Nothing but the text should be carried over: reproduce all the data exactly and leave out every image.

* **Extracted data**

*** Begin section ***

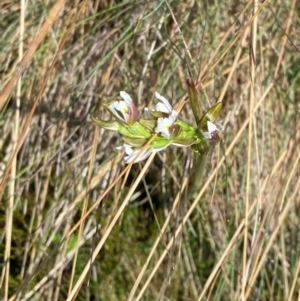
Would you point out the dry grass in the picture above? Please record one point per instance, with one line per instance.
(78, 224)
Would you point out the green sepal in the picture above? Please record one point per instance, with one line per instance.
(135, 130)
(185, 141)
(149, 124)
(160, 142)
(202, 147)
(108, 125)
(135, 142)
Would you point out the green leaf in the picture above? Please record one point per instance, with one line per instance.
(108, 125)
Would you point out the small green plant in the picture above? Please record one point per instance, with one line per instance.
(157, 129)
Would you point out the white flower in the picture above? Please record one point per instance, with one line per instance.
(212, 131)
(164, 124)
(125, 110)
(163, 106)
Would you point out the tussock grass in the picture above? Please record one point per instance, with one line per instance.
(78, 224)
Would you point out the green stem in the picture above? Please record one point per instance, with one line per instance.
(193, 97)
(196, 176)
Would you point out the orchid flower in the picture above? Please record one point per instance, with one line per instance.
(163, 106)
(212, 131)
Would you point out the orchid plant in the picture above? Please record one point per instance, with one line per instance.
(159, 128)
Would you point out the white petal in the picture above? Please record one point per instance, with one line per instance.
(165, 106)
(163, 126)
(126, 97)
(206, 135)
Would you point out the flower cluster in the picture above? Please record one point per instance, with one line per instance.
(156, 129)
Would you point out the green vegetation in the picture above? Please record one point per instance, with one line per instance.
(77, 223)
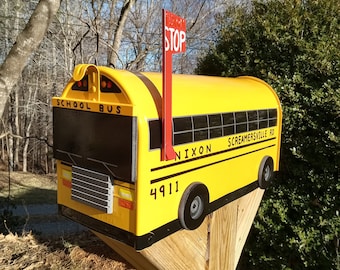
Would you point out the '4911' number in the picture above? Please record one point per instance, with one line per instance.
(164, 190)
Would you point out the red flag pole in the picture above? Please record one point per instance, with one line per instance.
(172, 42)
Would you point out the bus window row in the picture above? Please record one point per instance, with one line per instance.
(195, 128)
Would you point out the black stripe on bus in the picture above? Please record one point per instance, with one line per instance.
(206, 165)
(209, 155)
(146, 240)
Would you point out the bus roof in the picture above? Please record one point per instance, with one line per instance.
(196, 94)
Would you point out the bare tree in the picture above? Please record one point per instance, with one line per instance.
(27, 42)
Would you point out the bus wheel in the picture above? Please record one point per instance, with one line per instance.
(266, 172)
(193, 206)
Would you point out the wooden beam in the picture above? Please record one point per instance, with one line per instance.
(216, 244)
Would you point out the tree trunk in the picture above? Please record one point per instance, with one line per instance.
(27, 42)
(119, 31)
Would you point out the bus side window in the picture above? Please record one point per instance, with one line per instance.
(108, 86)
(263, 118)
(201, 127)
(241, 122)
(272, 117)
(228, 124)
(215, 125)
(253, 122)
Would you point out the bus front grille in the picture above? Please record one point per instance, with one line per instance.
(92, 188)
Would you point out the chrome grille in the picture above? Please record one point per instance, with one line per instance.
(92, 188)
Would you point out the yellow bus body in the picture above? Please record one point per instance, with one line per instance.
(223, 130)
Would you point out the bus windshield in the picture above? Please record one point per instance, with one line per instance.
(101, 142)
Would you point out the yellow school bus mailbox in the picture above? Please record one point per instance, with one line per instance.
(107, 143)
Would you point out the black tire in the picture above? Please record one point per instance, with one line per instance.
(266, 172)
(193, 206)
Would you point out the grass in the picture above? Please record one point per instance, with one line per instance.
(28, 188)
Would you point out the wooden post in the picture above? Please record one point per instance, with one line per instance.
(216, 244)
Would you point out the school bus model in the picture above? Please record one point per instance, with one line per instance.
(107, 143)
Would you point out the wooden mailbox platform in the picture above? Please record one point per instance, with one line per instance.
(216, 244)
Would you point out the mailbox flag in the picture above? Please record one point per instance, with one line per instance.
(174, 35)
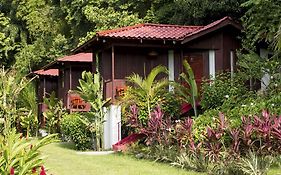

*** End section ***

* **Task response**
Would you point out the dry grass in the picture above? Please record one point per instance, with one line per instance.
(78, 224)
Would you point out the green sepal in the picture above? Please record one point per instance, with one line per instance.
(135, 130)
(185, 141)
(149, 124)
(160, 142)
(202, 147)
(108, 125)
(135, 142)
Would you point out the green leaf in the picture above? Please record one point per instance, with one line per instance.
(108, 125)
Would you point out the small green plant in the picture above? Please record one point per instance, with one line per instance.
(157, 129)
Would you point out the white flower in the picture above? Please record one point per instance, with one line per instance.
(212, 131)
(164, 124)
(125, 110)
(163, 106)
Would you point out the tussock grass in the picture above? Please record one point per instance, with one line per instance.
(78, 224)
Would you point out the green stem in the picture above? Please record one point per instance, with one line per instance.
(193, 97)
(196, 176)
Would you point out the orchid flower in the picture above? Please record one point per instance, with one line per instance.
(163, 106)
(212, 131)
Would you point out the orchid plant in the picture above? Please record one point per instance, with one line per instance.
(159, 128)
Would you point out the white petal in the picture above? Please record one point per instance, with one line per instance.
(165, 106)
(163, 126)
(126, 97)
(206, 135)
Would you point out the flower cluster in the picture above? Please record one point per instance, with one line per instance.
(156, 129)
Would you point out the green vegetation in the picture above? Please record one point per instance, with one line per instance.
(77, 223)
Would you point out the '4911' number in the picture above? Please record one point per instance, with one line per instance.
(164, 190)
Would you point out the red flag pole in the picture above? Please record one point per instance, with one line per instance.
(172, 42)
Would you point out the bus window row in the picture above? Please record one point per instance, with one line per instance.
(195, 128)
Would you point out the black stripe on bus in the picture above? Please record one point per instance, with one line per instance.
(206, 165)
(209, 155)
(146, 240)
Would you point out the bus roof in the picture above? Please record one point per instance, with one line per instance.
(196, 94)
Would you point out the bare tree in the picture above? Please record one point per instance, with one line per instance.
(27, 42)
Would you point out the bus wheel in the picture above? Please record one point per instance, with one line per instance.
(266, 172)
(193, 206)
Would you point out the wooden beam in the picture above? Please record one point per instance, with one line per instance.
(216, 244)
Would you point out the tree trunk in the picture above? Please record one point per instance, with one line per instance.
(27, 42)
(119, 31)
Would you point out the bus side window in the picture above? Please record one point per instance, with one line per instance.
(108, 86)
(263, 118)
(201, 127)
(241, 122)
(272, 117)
(228, 124)
(215, 125)
(253, 122)
Would you point out the bus front grille in the picture above? Please record one point per instance, with one line per instance.
(92, 188)
Would you point out the chrome grille in the picture above? Please record one point per instance, with one line per instance.
(92, 188)
Would you point out the yellow bus body in the picture above? Please record one point per instance, with one line per instance.
(223, 130)
Would you point out the bus windshield in the picture above? Please record one point per instance, with one line per instance.
(101, 142)
Would you point out the yellow school bus mailbox in the picture above? Please record one point per instance, with one line per instance.
(107, 143)
Would you point out the black tire in the picture above? Please record one point per instance, with one line per instance.
(266, 172)
(193, 206)
Would you point out the grass in the picture above? Please record one point per instance, with one line per instance.
(28, 188)
Would you point out the wooden post in the picture above? Please record one point per instance, with one line per instance.
(216, 244)
Would you point out the school bus model in the picture above? Please record one point per instance, with one line per instance.
(107, 143)
Would you point out the wooden mailbox platform in the picture above? Please record one point per instance, with one line per instance.
(216, 244)
Would you point out the mailbox flag in the picture above? Please record one point per instance, with one line per instance.
(174, 35)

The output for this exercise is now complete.